▶ _ASSIGNED TASK_:
Write out the whole listing below so that every line matches exactly.

▶ _ENTRIES SHOWN_:

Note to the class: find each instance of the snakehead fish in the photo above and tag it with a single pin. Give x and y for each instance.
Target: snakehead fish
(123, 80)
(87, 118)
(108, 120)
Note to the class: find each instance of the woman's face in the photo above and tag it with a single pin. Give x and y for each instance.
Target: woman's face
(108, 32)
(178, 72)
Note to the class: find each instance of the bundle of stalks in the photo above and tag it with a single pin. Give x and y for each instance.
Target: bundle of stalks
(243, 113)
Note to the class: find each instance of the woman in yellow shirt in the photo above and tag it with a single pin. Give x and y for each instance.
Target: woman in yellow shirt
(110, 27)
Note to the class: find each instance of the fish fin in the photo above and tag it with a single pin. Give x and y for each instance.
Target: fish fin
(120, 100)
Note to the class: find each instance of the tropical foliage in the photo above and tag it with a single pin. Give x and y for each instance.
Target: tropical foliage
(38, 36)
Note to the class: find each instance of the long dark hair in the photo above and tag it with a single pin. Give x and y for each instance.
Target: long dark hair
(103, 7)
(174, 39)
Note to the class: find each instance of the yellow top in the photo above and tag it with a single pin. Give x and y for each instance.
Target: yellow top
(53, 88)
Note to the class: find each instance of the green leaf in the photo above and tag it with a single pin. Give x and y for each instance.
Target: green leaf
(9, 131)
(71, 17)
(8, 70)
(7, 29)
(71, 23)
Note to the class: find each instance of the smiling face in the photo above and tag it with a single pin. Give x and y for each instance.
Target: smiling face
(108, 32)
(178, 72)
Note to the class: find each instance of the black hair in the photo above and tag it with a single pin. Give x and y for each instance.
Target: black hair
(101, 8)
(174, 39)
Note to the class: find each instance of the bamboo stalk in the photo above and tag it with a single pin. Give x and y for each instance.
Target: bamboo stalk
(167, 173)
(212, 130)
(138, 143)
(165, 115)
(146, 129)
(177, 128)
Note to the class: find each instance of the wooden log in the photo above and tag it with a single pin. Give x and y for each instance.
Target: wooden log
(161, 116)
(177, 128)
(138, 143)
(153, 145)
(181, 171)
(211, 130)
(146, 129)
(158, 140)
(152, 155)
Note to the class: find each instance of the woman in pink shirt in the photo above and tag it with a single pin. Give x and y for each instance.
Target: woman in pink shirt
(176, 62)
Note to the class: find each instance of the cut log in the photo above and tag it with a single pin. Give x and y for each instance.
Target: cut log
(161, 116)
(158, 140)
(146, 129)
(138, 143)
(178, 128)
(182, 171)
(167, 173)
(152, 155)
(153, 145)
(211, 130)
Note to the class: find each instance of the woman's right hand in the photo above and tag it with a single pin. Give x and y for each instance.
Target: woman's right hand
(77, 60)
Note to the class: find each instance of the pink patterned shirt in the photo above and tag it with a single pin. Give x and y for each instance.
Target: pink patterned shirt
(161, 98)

▶ _RESPONSE BELOW_:
Note to the class: find each instance of the snakehead fish in the photo above and tag it with a single pin. Give x and y for each instance.
Target: snakehead fish
(123, 80)
(87, 118)
(108, 120)
Note to the class: find each instance of the woman's face in the photo above and tag it with a single pin. Give x and y for each instance.
Target: woman's face
(108, 32)
(178, 72)
Note to the class: find each instance of the bundle of stalks in the photo above and tag it with a single pin. Give x and y for each instance.
Target: bundle of stalks
(243, 113)
Note to the class: find each instance of the woman in yellow shirt in the photo above and tag it with a single pin. Give x and y for each instance.
Target: woman in yellow shirt
(110, 27)
Note to the class: find each instance of the fish fin in the photo above and tag it with a single pin. Give x and y for each instance.
Target: fish fin
(120, 100)
Note to the class: find each instance of the tropical foliage in the photo above and tag it with a single pin. Give x and y for each instance.
Target: tropical foliage
(38, 36)
Note to the class: find each instance of the long dark hair in the photo above and tag it with a single pin. Give x and y for each instance.
Target: long dark hair
(103, 7)
(174, 39)
Note to the class: find each instance of the yellow top in the photo above and tag it with a single pin. Give x and y for each instance.
Target: yellow top
(53, 88)
Note to the class: find each instance of the green leaf in the photo above and tag it with a single pin. Give x and y for each instance.
Target: green leaf
(9, 131)
(71, 17)
(8, 70)
(7, 29)
(71, 23)
Note to the class: find each instance of the smiling face in the photo above and tag it with a single pin. Give x and y for each instance.
Target: smiling face
(108, 32)
(178, 72)
Note to the class: find each instance of the black hair in the photo above and tag it with a single pin. Give x and y for each instance.
Target: black hair
(101, 8)
(174, 39)
Note to the class: find each instance of the bamboo stalk in the photo above and tag it with a single pin. Give x and y for each instance.
Target: bamboo stalk
(167, 173)
(212, 130)
(138, 143)
(165, 115)
(146, 129)
(177, 128)
Note to the class: find each instance of the wooden log in the photo above and tag it with a single pin. Give x and y for each instance.
Target: wooden log
(161, 116)
(177, 128)
(138, 143)
(153, 145)
(181, 171)
(211, 130)
(146, 129)
(158, 140)
(152, 155)
Note to the class: find each instance of the woman in pink shirt in the photo above and tag it with a single pin. Give x and y for each instance.
Target: woman in pink shirt
(176, 62)
Note to the class: find each instance of the cut log in the photo above and tag it with a single pin. Give x and y for each instance.
Target: cut log
(161, 116)
(158, 140)
(146, 129)
(138, 143)
(178, 128)
(182, 171)
(167, 173)
(152, 155)
(153, 145)
(211, 130)
Note to the class: find each instance of the woman's right hand in the photo above and tag it with a single pin. Give x and y for each instance.
Target: woman's right hand
(77, 60)
Note to the class: find each instance of the pink patterned shirt in the photo above and tag it with a single pin. Give x and y for each instance.
Target: pink patterned shirt
(161, 98)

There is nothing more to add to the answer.